*YOUR TASK*: Word for word, reproduce all entries below, leaving every picture out.

*Image-grounded pointing data*:
##########

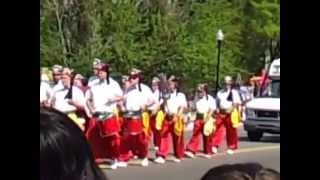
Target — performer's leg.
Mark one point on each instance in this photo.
(194, 142)
(207, 144)
(178, 143)
(142, 145)
(125, 147)
(219, 133)
(113, 146)
(232, 134)
(165, 140)
(96, 142)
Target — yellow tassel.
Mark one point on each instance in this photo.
(209, 125)
(145, 121)
(76, 120)
(179, 125)
(116, 112)
(159, 120)
(235, 118)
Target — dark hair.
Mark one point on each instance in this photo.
(84, 81)
(267, 174)
(64, 152)
(247, 171)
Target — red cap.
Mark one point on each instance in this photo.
(103, 67)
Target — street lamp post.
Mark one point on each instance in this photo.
(220, 37)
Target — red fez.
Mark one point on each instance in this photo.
(103, 67)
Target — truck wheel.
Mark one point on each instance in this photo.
(255, 135)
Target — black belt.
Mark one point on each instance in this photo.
(102, 116)
(224, 111)
(132, 114)
(199, 115)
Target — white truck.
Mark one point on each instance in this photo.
(263, 111)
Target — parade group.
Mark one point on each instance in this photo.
(120, 121)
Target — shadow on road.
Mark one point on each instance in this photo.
(267, 139)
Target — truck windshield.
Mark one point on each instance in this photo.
(272, 89)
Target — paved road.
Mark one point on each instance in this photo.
(266, 152)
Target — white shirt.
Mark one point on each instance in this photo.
(222, 97)
(157, 100)
(58, 86)
(61, 103)
(175, 101)
(135, 99)
(103, 93)
(45, 91)
(203, 105)
(92, 80)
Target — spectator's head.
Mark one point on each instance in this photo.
(125, 82)
(79, 81)
(135, 76)
(155, 83)
(57, 72)
(95, 65)
(103, 71)
(228, 81)
(67, 75)
(173, 82)
(248, 171)
(202, 90)
(64, 151)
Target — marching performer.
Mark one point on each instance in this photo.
(173, 124)
(104, 127)
(45, 90)
(203, 125)
(70, 98)
(57, 76)
(137, 99)
(95, 65)
(228, 101)
(154, 112)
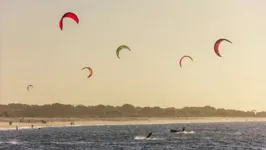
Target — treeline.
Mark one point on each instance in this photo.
(127, 110)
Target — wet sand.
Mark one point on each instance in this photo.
(61, 122)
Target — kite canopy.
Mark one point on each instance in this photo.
(120, 48)
(68, 15)
(217, 44)
(91, 72)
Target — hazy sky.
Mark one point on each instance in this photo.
(159, 32)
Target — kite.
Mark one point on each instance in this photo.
(120, 48)
(91, 72)
(186, 56)
(217, 44)
(68, 15)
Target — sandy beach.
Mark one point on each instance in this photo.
(61, 122)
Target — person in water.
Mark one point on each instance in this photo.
(149, 135)
(173, 131)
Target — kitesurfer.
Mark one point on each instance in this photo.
(175, 131)
(149, 135)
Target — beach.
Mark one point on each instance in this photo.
(63, 122)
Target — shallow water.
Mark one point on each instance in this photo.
(251, 135)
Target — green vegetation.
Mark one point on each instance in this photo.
(127, 110)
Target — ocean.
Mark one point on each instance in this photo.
(246, 135)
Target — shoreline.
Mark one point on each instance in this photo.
(65, 122)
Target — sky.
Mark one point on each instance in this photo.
(33, 50)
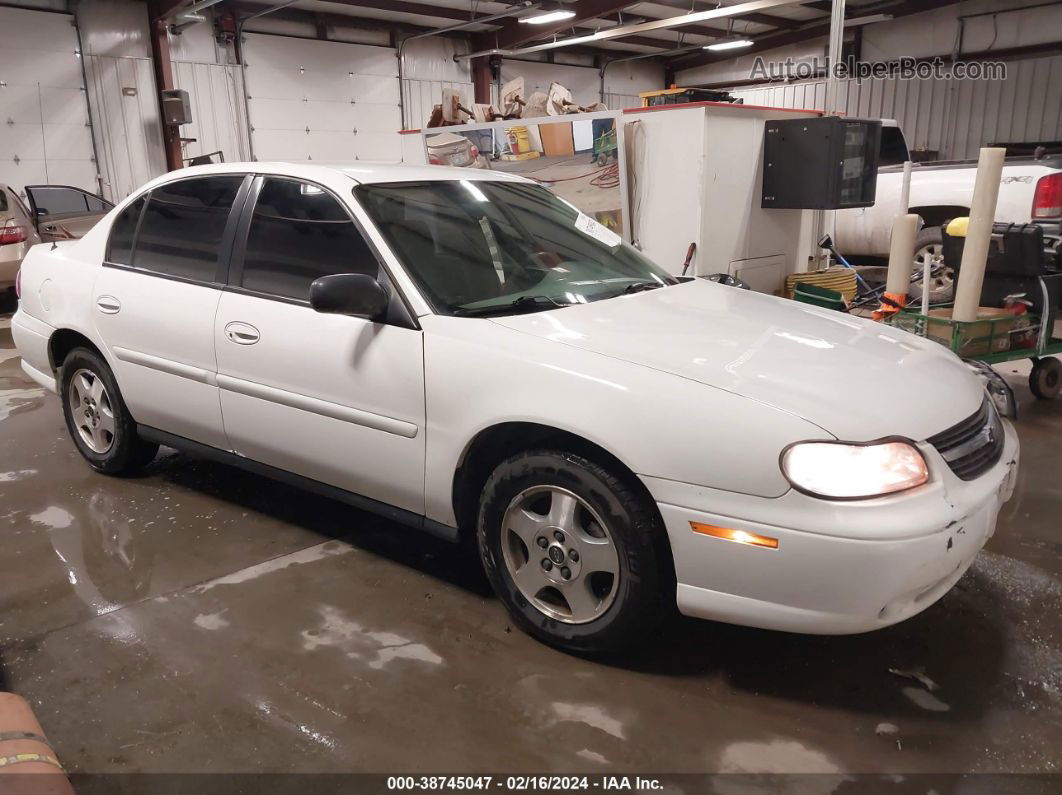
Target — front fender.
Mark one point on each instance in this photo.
(479, 374)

##########

*SOLUTION TO THIS TASK*:
Target — performer's leg.
Mark one point on each instance in this photo.
(194, 142)
(207, 144)
(178, 143)
(142, 145)
(125, 147)
(219, 133)
(113, 146)
(232, 134)
(165, 140)
(96, 142)
Target — yellow tassel.
Mark one point on each instance in this photo.
(209, 125)
(145, 121)
(76, 120)
(179, 125)
(116, 112)
(159, 120)
(235, 118)
Target — dark hair.
Mark one point on each instance in this photo.
(84, 81)
(267, 174)
(64, 152)
(247, 171)
Target — red cap.
Mark one point on each instance in this photo.
(103, 67)
Target — street lamp post.
Mark one point on each instance in this photo.
(220, 37)
Target — red fez.
Mark one point on each instance in this photo.
(103, 67)
Target — truck wheel.
Mark one point on each instance in this photo.
(255, 135)
Target — black belt.
Mark one point on each instance in this photo.
(102, 116)
(224, 111)
(132, 114)
(199, 115)
Target — white truck.
Mark one point on each instance in this photo.
(263, 111)
Target — parade group.
Mark one point on each instance in this photo.
(120, 121)
Target — shadow on road.
Mark one point on each instance in this photo.
(267, 139)
Target — truck windshield.
Mark one point on each instance in this photo.
(272, 89)
Target — paved road.
Mark one point on each instance in this photo.
(266, 152)
Target — white shirt.
Mark one point on each instance in this photo.
(222, 97)
(157, 100)
(58, 86)
(61, 103)
(175, 101)
(135, 99)
(103, 93)
(45, 91)
(203, 105)
(92, 80)
Target — spectator's head.
Mark one point on each instance in this photo.
(125, 82)
(79, 81)
(135, 76)
(155, 83)
(57, 72)
(95, 65)
(103, 71)
(228, 81)
(67, 75)
(173, 82)
(248, 171)
(202, 90)
(64, 151)
Target — marching performer.
Mark one point on each instance in this photo.
(173, 124)
(104, 127)
(45, 90)
(203, 125)
(70, 98)
(57, 76)
(137, 99)
(95, 65)
(228, 101)
(154, 112)
Target — treeline.
Mark one point on each instance in this photo.
(127, 110)
Target — wet sand.
Mark one point on each instance in this photo.
(61, 122)
Target — kite canopy.
Mark one point on each instance in this photo.
(120, 48)
(68, 15)
(217, 44)
(91, 72)
Target — hazy sky.
Mark one point on each instance in this photo.
(159, 32)
Target — kite.
Mark one point on each instance in this photo.
(120, 48)
(91, 72)
(186, 56)
(217, 44)
(68, 15)
Target — sandy beach.
Mark one point on each instance in this photo.
(61, 122)
Target — person in water.
Mark one point on each instance in this photo.
(149, 135)
(173, 131)
Target — kitesurfer.
Mark one point on each instance in this photo.
(175, 131)
(149, 135)
Target — beach.
Mark one point on each instance in this photo.
(63, 122)
Target — shallow water.
Mark one point on each instance in this photo.
(251, 135)
Target — green vegetation.
Mark one point on each instance in this photo.
(127, 110)
Target — ocean.
Mark one point on each instance in this photo.
(246, 135)
Target — shoreline.
Mark one point on each instance in this photo.
(65, 122)
Target — sky.
Mark one point on each instance in this photo.
(33, 50)
Target — front fender.
Mark one point on each instance in this photo.
(479, 374)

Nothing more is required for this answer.